§ **CHALLENGE**:
Rewrite the items below, requests included, starting at the beginning and stopping after the line that contains "left=0, top=227, right=229, bottom=332". Shift each coordinate in the answers by adding -34, and leave every other number as it is.

"""

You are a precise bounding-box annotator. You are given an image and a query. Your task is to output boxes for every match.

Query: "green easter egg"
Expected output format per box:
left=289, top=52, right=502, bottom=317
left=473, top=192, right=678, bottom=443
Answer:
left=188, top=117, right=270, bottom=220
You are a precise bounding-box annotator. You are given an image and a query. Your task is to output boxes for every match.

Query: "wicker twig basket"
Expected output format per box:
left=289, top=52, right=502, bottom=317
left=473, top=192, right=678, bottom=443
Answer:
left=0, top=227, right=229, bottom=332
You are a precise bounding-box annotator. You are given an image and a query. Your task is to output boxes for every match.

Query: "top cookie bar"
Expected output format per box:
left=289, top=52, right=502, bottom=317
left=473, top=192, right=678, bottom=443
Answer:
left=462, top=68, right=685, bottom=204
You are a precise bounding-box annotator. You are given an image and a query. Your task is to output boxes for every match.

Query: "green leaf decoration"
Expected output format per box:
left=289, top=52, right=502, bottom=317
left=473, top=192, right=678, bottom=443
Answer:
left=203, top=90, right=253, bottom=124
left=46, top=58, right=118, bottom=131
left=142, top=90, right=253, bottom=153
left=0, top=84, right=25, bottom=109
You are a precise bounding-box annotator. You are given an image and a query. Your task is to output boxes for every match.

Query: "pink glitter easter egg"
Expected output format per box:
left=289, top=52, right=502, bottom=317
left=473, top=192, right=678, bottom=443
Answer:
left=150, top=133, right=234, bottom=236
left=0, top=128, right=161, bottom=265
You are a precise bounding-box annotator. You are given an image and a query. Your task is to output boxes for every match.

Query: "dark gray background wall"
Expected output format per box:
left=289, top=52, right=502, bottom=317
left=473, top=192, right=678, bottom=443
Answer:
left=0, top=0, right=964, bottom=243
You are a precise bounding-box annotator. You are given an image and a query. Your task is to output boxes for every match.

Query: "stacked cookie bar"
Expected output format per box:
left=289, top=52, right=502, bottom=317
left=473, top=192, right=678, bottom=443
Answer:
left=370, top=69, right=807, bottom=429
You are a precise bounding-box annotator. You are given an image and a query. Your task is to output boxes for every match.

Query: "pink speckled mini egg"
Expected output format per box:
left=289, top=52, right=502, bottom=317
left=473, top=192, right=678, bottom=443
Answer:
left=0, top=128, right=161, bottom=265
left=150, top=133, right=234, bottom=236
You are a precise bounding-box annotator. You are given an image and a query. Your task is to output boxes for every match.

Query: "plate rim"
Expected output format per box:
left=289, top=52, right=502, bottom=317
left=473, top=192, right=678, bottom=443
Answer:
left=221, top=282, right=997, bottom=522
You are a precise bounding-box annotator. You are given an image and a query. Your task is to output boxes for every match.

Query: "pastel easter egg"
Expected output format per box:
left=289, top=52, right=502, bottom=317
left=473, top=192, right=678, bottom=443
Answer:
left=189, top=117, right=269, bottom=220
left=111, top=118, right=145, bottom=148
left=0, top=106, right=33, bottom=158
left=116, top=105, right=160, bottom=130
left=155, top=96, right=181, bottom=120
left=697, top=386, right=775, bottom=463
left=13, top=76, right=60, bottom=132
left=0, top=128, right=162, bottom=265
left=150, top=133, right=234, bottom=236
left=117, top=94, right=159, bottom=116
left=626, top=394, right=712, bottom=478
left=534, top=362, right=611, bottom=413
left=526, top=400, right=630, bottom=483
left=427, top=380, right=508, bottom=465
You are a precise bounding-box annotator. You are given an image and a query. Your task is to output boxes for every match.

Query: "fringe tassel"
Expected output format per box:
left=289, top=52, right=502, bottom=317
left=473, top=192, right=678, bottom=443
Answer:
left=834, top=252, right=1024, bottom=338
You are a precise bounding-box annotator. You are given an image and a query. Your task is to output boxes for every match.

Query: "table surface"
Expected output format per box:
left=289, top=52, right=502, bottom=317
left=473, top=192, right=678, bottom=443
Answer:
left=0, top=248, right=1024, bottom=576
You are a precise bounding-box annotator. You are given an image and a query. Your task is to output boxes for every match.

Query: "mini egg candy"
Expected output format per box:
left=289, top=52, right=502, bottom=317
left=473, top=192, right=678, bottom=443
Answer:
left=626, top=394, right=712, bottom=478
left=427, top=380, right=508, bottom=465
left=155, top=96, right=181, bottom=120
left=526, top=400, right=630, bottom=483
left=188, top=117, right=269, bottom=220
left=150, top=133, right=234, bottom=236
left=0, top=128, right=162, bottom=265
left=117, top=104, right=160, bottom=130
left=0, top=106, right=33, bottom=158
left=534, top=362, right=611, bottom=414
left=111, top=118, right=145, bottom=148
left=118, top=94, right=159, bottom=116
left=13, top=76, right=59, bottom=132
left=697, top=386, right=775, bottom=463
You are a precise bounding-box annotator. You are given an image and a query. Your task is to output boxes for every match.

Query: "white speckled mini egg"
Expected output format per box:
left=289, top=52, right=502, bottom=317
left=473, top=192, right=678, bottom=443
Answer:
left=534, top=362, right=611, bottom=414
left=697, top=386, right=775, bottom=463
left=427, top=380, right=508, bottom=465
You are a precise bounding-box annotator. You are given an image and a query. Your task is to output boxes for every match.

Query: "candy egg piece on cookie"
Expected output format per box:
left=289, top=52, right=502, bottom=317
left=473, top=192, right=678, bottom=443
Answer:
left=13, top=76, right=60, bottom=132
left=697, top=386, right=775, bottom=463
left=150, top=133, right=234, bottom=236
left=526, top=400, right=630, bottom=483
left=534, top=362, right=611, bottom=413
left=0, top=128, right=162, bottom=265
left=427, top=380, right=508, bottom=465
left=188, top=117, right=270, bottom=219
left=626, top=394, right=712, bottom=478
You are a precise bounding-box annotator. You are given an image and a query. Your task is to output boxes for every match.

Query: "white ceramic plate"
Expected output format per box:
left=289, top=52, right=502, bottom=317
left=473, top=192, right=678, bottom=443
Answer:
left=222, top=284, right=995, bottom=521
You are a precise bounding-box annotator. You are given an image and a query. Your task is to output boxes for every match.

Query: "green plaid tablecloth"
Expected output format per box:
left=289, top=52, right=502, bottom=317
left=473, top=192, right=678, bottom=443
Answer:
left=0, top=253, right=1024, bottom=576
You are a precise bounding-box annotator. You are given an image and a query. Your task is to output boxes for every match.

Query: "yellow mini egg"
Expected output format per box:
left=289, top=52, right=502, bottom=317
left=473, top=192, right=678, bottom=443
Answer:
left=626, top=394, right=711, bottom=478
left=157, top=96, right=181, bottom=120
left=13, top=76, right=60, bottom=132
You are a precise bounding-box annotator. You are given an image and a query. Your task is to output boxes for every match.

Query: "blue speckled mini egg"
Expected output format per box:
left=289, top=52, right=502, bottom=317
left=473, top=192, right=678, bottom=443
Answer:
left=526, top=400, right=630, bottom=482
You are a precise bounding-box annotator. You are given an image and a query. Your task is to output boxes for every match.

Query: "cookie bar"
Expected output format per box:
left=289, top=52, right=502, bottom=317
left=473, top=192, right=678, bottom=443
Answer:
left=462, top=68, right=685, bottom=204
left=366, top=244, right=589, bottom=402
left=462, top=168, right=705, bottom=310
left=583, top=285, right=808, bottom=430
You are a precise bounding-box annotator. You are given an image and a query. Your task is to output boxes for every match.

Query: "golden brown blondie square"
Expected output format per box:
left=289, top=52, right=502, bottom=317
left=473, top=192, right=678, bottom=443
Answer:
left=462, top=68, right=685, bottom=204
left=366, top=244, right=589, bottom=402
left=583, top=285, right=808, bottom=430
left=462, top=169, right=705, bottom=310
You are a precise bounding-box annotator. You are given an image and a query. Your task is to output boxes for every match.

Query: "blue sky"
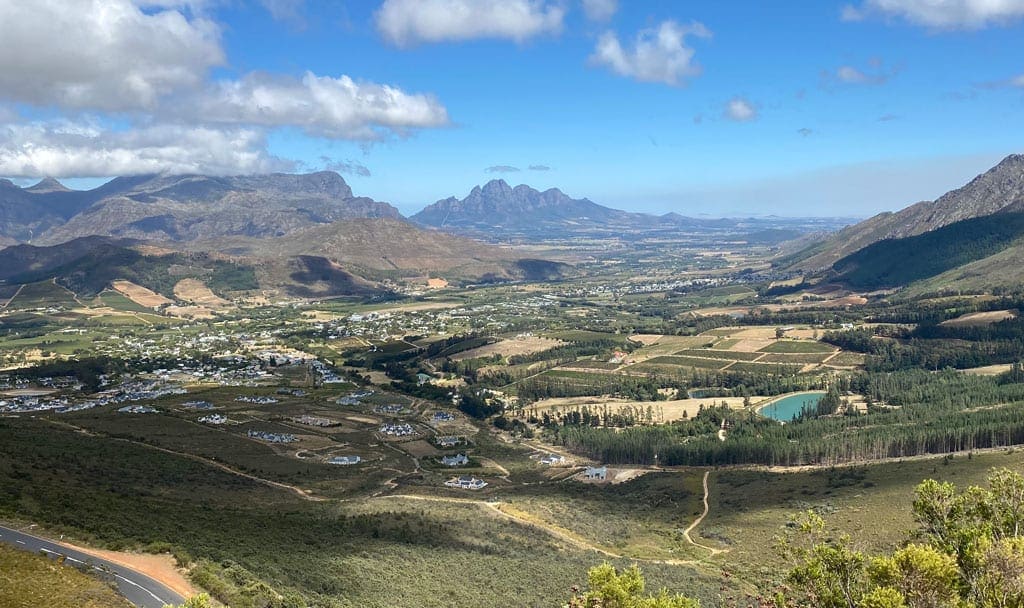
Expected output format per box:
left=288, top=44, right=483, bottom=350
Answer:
left=0, top=0, right=1024, bottom=216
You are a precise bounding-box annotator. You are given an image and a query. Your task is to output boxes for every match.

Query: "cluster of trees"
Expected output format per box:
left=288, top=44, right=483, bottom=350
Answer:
left=554, top=370, right=1024, bottom=466
left=770, top=469, right=1024, bottom=608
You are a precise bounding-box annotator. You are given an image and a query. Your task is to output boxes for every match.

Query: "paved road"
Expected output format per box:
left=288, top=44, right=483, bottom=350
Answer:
left=0, top=519, right=185, bottom=608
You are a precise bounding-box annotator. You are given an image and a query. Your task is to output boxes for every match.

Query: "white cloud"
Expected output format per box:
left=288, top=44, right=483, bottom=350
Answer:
left=376, top=0, right=565, bottom=46
left=583, top=0, right=618, bottom=21
left=0, top=122, right=295, bottom=177
left=723, top=97, right=758, bottom=123
left=836, top=66, right=891, bottom=85
left=187, top=72, right=449, bottom=140
left=590, top=20, right=711, bottom=86
left=842, top=0, right=1024, bottom=30
left=0, top=0, right=224, bottom=111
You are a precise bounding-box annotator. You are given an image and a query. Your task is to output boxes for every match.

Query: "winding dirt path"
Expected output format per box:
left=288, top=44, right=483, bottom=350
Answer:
left=683, top=471, right=729, bottom=556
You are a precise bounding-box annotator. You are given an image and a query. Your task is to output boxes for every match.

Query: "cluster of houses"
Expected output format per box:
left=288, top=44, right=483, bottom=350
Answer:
left=291, top=414, right=339, bottom=427
left=309, top=359, right=347, bottom=384
left=327, top=455, right=362, bottom=465
left=434, top=435, right=462, bottom=447
left=181, top=401, right=213, bottom=409
left=441, top=453, right=469, bottom=467
left=118, top=405, right=158, bottom=414
left=234, top=395, right=278, bottom=405
left=381, top=423, right=416, bottom=437
left=249, top=430, right=299, bottom=443
left=444, top=475, right=487, bottom=489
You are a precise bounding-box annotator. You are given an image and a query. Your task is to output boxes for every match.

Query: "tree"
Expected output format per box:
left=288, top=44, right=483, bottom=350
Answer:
left=763, top=469, right=1024, bottom=608
left=564, top=563, right=700, bottom=608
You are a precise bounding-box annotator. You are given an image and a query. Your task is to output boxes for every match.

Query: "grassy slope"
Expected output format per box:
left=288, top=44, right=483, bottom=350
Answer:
left=0, top=545, right=131, bottom=608
left=0, top=419, right=719, bottom=608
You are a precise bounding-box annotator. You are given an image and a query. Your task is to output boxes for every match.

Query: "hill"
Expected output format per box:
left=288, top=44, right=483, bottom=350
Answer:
left=833, top=213, right=1024, bottom=290
left=0, top=545, right=131, bottom=608
left=780, top=155, right=1024, bottom=272
left=32, top=171, right=400, bottom=245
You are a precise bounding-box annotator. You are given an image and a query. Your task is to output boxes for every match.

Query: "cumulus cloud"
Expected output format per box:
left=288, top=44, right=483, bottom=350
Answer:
left=0, top=0, right=224, bottom=111
left=836, top=66, right=891, bottom=85
left=376, top=0, right=565, bottom=46
left=321, top=157, right=373, bottom=177
left=187, top=72, right=449, bottom=140
left=0, top=121, right=295, bottom=177
left=841, top=0, right=1024, bottom=30
left=722, top=97, right=758, bottom=123
left=590, top=20, right=711, bottom=86
left=583, top=0, right=618, bottom=21
left=260, top=0, right=306, bottom=29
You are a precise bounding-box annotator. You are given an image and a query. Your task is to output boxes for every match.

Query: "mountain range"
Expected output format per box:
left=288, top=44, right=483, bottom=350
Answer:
left=777, top=155, right=1024, bottom=292
left=0, top=172, right=571, bottom=297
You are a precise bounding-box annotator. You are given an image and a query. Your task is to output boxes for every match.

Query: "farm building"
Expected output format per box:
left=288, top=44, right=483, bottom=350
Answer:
left=441, top=453, right=469, bottom=467
left=328, top=457, right=362, bottom=465
left=444, top=475, right=487, bottom=489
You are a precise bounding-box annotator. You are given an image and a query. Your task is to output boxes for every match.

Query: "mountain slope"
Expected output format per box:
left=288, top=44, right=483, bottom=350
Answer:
left=36, top=171, right=400, bottom=245
left=786, top=155, right=1024, bottom=272
left=410, top=179, right=659, bottom=231
left=833, top=213, right=1024, bottom=290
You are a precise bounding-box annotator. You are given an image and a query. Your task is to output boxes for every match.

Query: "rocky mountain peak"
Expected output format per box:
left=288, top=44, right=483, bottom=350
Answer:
left=25, top=177, right=71, bottom=193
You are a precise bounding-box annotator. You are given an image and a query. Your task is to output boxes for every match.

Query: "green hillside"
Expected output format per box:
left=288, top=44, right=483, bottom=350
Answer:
left=833, top=213, right=1024, bottom=290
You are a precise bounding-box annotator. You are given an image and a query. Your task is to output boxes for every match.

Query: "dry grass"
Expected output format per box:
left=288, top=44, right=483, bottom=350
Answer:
left=111, top=280, right=174, bottom=308
left=451, top=336, right=565, bottom=361
left=939, top=310, right=1017, bottom=328
left=526, top=397, right=765, bottom=423
left=174, top=278, right=231, bottom=309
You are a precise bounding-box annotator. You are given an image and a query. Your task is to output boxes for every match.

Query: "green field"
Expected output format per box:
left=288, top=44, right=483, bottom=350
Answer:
left=0, top=545, right=131, bottom=608
left=761, top=340, right=836, bottom=353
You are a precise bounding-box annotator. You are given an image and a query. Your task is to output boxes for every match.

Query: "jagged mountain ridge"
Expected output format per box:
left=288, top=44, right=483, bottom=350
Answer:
left=790, top=155, right=1024, bottom=272
left=25, top=171, right=401, bottom=245
left=410, top=179, right=678, bottom=231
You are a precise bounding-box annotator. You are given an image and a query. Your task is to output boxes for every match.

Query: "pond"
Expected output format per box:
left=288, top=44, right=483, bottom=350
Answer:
left=758, top=391, right=825, bottom=422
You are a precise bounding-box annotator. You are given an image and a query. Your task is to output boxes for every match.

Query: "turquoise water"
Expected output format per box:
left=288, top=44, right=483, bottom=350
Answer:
left=758, top=392, right=825, bottom=422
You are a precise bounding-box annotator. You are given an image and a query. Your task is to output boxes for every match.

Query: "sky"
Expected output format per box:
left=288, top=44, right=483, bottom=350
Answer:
left=0, top=0, right=1024, bottom=217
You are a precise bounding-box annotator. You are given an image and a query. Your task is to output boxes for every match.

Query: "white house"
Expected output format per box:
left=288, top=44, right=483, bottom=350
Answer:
left=441, top=453, right=469, bottom=467
left=444, top=476, right=487, bottom=489
left=328, top=457, right=362, bottom=465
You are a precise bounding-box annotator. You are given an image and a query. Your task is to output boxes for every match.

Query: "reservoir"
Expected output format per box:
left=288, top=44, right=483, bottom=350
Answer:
left=758, top=391, right=825, bottom=422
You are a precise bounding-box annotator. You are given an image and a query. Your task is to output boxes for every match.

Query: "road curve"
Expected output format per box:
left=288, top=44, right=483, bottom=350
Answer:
left=0, top=519, right=185, bottom=608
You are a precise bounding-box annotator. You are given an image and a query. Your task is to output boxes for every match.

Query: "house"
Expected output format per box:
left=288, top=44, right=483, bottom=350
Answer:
left=541, top=453, right=565, bottom=465
left=441, top=453, right=469, bottom=467
left=381, top=424, right=416, bottom=437
left=444, top=475, right=487, bottom=489
left=327, top=457, right=362, bottom=465
left=434, top=435, right=462, bottom=447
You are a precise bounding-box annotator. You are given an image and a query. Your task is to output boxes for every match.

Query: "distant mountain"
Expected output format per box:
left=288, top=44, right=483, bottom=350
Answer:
left=410, top=179, right=671, bottom=233
left=784, top=155, right=1024, bottom=271
left=32, top=171, right=401, bottom=245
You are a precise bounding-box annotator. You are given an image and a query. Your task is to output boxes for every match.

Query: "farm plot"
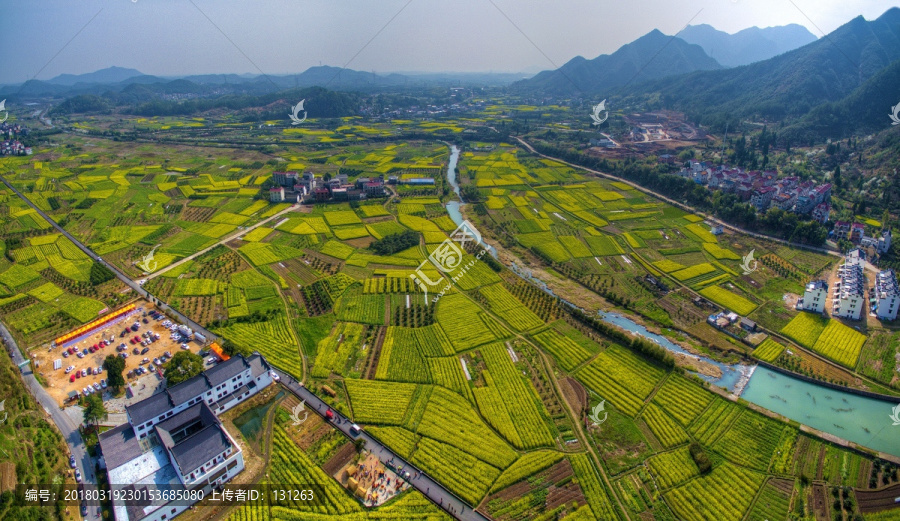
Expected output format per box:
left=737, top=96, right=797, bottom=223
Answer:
left=375, top=328, right=431, bottom=383
left=324, top=210, right=362, bottom=226
left=412, top=438, right=500, bottom=505
left=480, top=344, right=553, bottom=449
left=653, top=374, right=713, bottom=426
left=238, top=242, right=303, bottom=266
left=479, top=284, right=544, bottom=331
left=670, top=262, right=716, bottom=282
left=700, top=286, right=758, bottom=316
left=688, top=399, right=743, bottom=446
left=576, top=345, right=663, bottom=417
left=641, top=402, right=688, bottom=449
left=653, top=259, right=684, bottom=273
left=428, top=356, right=475, bottom=402
left=435, top=293, right=497, bottom=351
left=411, top=324, right=456, bottom=356
left=557, top=235, right=593, bottom=259
left=366, top=221, right=406, bottom=239
left=781, top=312, right=828, bottom=349
left=703, top=242, right=741, bottom=260
left=366, top=426, right=422, bottom=459
left=808, top=319, right=866, bottom=369
left=490, top=450, right=563, bottom=494
left=416, top=387, right=517, bottom=468
left=344, top=378, right=416, bottom=426
left=747, top=478, right=794, bottom=521
left=446, top=255, right=500, bottom=291
left=584, top=235, right=625, bottom=257
left=753, top=338, right=784, bottom=362
left=647, top=447, right=700, bottom=490
left=269, top=425, right=361, bottom=518
left=713, top=409, right=788, bottom=471
left=173, top=279, right=219, bottom=297
left=310, top=322, right=365, bottom=378
left=335, top=284, right=384, bottom=325
left=685, top=223, right=718, bottom=242
left=665, top=463, right=766, bottom=521
left=569, top=453, right=619, bottom=520
left=216, top=315, right=303, bottom=376
left=532, top=329, right=591, bottom=371
left=28, top=282, right=64, bottom=302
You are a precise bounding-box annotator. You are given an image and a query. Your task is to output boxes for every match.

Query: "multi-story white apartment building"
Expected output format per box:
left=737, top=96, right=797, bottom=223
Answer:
left=869, top=270, right=900, bottom=320
left=831, top=248, right=866, bottom=320
left=100, top=353, right=272, bottom=521
left=797, top=280, right=828, bottom=313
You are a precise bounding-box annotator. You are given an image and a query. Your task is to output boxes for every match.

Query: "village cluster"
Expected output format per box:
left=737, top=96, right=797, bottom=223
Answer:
left=269, top=172, right=434, bottom=203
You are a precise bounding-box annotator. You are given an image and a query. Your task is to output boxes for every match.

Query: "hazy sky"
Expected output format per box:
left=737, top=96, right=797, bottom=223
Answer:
left=0, top=0, right=895, bottom=83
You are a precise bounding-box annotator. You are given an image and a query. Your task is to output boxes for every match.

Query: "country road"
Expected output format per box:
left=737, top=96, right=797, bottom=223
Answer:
left=275, top=369, right=488, bottom=521
left=144, top=204, right=297, bottom=280
left=0, top=176, right=478, bottom=521
left=516, top=137, right=842, bottom=257
left=0, top=322, right=100, bottom=521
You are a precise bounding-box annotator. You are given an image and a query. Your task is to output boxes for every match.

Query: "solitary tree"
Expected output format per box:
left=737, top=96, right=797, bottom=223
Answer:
left=103, top=355, right=125, bottom=393
left=163, top=351, right=203, bottom=386
left=83, top=394, right=106, bottom=427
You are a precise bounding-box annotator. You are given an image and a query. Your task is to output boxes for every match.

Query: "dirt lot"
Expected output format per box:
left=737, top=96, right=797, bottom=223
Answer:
left=29, top=300, right=207, bottom=404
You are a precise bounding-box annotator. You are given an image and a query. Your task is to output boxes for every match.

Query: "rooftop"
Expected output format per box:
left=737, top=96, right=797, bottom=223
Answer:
left=154, top=402, right=231, bottom=474
left=125, top=353, right=269, bottom=425
left=806, top=280, right=828, bottom=291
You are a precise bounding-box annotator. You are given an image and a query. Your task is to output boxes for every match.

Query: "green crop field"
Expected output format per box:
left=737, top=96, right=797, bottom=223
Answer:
left=653, top=374, right=713, bottom=426
left=700, top=286, right=757, bottom=316
left=647, top=447, right=700, bottom=490
left=665, top=463, right=765, bottom=521
left=808, top=319, right=866, bottom=369
left=753, top=338, right=784, bottom=362
left=781, top=313, right=829, bottom=348
left=534, top=329, right=591, bottom=371
left=670, top=263, right=716, bottom=282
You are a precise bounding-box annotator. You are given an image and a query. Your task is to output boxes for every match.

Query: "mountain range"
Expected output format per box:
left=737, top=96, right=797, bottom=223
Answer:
left=675, top=24, right=816, bottom=67
left=512, top=29, right=722, bottom=96
left=630, top=7, right=900, bottom=130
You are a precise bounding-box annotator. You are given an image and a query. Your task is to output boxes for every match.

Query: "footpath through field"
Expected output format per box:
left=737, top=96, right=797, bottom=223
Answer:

"""

§ **FINAL ANSWER**:
You are a precise bounding-box annotator. You are given an image and a query. Your task is to output boxes for every match.

Query: "green easter egg"
Expected output format per box:
left=289, top=52, right=502, bottom=317
left=473, top=192, right=678, bottom=443
Answer:
left=154, top=83, right=236, bottom=186
You are a precise bounding-box annotator. You are given an image and a query. Your task is to output boxes for every match.

Query: "wicker twig basket"
Expected output format per box:
left=289, top=52, right=502, bottom=317
left=473, top=192, right=678, bottom=443
Answer:
left=-34, top=193, right=195, bottom=298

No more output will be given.